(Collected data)
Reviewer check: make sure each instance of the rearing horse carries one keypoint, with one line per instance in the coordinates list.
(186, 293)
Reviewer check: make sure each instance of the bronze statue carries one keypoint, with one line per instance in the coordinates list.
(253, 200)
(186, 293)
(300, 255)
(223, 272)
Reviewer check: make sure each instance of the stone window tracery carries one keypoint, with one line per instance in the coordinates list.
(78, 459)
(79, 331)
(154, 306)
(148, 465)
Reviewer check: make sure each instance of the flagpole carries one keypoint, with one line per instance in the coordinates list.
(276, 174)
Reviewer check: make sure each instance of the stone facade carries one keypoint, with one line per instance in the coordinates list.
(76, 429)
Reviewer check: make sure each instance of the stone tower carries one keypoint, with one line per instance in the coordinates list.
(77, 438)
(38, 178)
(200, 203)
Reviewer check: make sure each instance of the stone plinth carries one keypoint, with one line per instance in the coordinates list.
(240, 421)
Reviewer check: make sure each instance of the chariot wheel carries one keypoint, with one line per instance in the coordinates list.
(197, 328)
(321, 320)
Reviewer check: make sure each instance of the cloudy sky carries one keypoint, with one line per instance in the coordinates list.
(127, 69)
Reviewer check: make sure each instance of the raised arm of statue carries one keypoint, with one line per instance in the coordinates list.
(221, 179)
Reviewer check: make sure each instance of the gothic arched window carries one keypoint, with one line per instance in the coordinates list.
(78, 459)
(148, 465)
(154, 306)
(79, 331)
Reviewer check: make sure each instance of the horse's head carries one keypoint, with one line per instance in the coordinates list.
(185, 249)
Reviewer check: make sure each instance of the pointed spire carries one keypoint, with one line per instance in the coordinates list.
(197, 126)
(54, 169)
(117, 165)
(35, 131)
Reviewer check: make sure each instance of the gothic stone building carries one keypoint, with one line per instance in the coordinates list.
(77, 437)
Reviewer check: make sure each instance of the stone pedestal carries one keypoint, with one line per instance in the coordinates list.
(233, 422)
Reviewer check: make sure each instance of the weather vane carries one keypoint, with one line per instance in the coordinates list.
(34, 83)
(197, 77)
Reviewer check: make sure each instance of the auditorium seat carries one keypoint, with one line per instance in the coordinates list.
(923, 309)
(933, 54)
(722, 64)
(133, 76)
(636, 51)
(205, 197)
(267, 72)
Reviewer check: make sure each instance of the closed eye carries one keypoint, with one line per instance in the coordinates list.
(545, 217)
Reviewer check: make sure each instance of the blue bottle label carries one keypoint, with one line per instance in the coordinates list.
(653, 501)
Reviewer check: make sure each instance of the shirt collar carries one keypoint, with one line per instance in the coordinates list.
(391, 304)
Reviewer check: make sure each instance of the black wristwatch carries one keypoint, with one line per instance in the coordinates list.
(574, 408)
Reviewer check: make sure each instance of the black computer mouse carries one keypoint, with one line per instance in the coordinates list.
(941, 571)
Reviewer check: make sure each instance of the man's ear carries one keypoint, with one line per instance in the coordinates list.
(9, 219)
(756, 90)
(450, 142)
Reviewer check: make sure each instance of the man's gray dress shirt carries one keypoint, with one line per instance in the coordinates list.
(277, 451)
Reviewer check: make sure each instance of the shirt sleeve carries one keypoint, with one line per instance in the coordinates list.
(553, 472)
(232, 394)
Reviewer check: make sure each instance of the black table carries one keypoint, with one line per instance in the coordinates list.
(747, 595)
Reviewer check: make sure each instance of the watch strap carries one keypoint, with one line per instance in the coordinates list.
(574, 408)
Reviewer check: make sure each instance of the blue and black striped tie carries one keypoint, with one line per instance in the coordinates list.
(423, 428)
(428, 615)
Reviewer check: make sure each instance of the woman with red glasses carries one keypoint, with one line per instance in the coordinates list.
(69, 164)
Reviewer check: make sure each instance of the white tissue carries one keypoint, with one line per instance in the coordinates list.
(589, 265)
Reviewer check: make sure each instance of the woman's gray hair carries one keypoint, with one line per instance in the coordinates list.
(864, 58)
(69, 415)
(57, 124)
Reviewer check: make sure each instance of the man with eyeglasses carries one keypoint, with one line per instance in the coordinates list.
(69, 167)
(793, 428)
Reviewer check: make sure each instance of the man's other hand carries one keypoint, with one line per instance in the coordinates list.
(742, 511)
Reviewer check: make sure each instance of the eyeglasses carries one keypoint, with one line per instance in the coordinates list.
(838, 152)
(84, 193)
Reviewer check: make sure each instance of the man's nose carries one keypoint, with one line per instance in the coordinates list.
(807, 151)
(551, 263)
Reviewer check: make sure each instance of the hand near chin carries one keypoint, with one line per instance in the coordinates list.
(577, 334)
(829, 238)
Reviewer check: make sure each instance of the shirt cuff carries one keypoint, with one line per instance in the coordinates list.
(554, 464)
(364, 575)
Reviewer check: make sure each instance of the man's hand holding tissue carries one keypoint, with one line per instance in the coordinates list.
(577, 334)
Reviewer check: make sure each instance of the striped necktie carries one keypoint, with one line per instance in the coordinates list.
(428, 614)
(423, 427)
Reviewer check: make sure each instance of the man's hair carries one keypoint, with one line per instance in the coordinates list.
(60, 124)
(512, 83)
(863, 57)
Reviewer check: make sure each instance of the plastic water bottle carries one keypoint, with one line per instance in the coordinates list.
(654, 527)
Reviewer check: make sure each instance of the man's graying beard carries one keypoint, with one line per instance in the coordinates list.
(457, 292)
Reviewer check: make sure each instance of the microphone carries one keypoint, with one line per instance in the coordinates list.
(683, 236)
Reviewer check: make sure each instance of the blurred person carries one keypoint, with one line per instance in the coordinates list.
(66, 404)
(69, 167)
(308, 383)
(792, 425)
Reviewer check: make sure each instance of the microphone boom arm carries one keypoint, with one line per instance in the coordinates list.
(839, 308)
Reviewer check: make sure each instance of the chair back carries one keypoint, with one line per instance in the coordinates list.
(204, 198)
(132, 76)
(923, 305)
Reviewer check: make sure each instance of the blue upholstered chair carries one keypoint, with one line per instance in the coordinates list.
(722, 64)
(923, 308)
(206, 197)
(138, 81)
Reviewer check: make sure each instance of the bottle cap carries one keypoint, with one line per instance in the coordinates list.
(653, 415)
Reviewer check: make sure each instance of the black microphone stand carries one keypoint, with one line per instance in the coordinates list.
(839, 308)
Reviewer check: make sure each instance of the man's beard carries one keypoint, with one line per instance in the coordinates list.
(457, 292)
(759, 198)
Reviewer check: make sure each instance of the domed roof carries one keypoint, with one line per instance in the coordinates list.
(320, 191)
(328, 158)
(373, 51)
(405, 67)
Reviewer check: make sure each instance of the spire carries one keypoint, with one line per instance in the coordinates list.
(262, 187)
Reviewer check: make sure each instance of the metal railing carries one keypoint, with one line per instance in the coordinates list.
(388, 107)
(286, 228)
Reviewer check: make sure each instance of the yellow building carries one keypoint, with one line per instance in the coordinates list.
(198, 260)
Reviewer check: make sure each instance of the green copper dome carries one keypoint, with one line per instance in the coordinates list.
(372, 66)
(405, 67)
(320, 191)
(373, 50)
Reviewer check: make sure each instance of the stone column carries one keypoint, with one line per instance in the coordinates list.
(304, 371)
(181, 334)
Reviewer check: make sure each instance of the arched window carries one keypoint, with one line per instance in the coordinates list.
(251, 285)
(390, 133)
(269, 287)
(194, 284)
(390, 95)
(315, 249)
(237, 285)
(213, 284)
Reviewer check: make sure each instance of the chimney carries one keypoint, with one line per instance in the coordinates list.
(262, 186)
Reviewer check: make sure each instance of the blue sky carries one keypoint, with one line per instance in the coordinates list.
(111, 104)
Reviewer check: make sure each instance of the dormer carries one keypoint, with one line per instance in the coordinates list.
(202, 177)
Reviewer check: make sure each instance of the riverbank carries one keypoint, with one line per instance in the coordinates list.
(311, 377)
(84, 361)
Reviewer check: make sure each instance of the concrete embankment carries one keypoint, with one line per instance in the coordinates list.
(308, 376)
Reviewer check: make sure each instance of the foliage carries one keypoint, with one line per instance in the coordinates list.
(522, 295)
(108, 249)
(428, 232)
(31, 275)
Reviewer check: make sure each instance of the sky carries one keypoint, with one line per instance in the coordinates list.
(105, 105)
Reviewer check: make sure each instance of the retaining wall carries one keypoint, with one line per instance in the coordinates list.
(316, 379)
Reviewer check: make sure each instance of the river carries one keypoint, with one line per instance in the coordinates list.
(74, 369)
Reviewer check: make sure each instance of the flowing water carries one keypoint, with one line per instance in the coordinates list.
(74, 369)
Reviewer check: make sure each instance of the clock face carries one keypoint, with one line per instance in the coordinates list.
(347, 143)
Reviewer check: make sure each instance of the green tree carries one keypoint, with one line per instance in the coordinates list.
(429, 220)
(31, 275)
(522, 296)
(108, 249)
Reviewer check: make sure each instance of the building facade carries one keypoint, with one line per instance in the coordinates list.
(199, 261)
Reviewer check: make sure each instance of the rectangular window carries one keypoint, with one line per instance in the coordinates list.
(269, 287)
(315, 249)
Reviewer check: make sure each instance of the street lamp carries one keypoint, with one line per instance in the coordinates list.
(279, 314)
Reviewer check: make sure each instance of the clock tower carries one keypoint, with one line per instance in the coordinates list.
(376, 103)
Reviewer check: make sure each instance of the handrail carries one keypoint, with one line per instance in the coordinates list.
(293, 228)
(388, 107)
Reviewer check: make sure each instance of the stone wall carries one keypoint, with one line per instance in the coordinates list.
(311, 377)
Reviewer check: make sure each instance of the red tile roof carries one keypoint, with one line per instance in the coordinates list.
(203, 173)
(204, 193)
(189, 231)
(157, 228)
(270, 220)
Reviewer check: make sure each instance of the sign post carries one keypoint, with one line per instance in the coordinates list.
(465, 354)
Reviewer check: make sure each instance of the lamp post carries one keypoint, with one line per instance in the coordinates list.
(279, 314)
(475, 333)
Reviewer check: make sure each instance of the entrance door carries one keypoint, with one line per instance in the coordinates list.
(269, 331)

| To be done |
Rewrite every line of the material from the line containing "Reviewer check: make sure each instance of the lamp" through the end, adding 130 to each coordinate in the answers and leaving all other text unchanged.

| Complete response |
Reviewer check: make sure each instance of the lamp post carries one keypoint, with one line per instance in the coordinates list.
(409, 444)
(605, 463)
Reviewer check: make sure each instance of the entrance door carries one keypoint, with one line per instance in the coordinates list.
(399, 461)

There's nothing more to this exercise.